Excerpts from a detection dataset:
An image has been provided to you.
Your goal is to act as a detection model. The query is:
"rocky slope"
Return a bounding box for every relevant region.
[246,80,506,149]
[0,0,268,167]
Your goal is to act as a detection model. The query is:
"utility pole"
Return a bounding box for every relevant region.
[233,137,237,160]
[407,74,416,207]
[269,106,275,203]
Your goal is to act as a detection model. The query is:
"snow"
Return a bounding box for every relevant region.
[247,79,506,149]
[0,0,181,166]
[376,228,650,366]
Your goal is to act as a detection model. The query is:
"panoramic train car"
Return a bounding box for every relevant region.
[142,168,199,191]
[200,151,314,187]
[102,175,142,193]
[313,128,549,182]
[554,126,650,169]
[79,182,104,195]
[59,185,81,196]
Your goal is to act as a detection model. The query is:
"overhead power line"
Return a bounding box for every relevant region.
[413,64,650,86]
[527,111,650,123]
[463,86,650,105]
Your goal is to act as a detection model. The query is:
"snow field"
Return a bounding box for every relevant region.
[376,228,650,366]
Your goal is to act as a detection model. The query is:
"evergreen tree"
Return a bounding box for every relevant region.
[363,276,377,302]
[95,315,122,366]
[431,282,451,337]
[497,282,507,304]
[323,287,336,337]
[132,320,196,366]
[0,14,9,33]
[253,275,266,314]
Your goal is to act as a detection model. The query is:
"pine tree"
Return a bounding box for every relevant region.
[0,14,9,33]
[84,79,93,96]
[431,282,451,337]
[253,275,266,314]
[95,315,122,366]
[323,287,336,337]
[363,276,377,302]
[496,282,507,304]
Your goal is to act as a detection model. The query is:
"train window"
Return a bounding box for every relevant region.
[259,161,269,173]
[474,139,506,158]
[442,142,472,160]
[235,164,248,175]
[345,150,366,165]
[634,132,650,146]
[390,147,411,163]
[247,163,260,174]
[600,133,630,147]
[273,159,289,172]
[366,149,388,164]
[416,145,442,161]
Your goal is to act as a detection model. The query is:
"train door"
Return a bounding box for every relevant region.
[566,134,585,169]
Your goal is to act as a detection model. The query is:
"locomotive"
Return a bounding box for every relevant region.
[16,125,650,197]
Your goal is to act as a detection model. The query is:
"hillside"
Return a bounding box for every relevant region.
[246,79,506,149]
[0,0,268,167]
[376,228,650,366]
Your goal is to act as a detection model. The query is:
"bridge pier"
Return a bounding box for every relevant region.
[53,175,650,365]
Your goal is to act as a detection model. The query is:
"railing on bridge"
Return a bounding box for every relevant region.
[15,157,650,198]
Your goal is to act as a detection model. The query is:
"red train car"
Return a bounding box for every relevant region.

Given exercise » Can you write out the material from its start through the line containing "[59,185,81,196]", both ends included, with each request line kept as is and every bounding box coordinate shifted up by 64?

Written reply »
An image has been provided to you.
Your goal is to act as a detection model. The query is:
"rocky slope"
Return a bounding box for every relevant region.
[310,144,570,213]
[64,64,332,231]
Your goal is to act as a detection model. The query is:
"utility pole"
Return a bounding box for every relevant region.
[297,201,301,224]
[471,138,480,271]
[333,170,339,267]
Your goal is to act as a detection model. The query is:
"snow"
Return a bounding box for every relevant region.
[311,143,570,213]
[64,64,245,230]
[440,292,714,430]
Your goal is to act as a detection model. The query is:
"panoramic train car"
Return a bounding box for every relevant region.
[206,232,263,255]
[264,215,378,251]
[166,239,206,257]
[377,192,613,246]
[618,190,714,233]
[143,246,168,259]
[123,249,145,260]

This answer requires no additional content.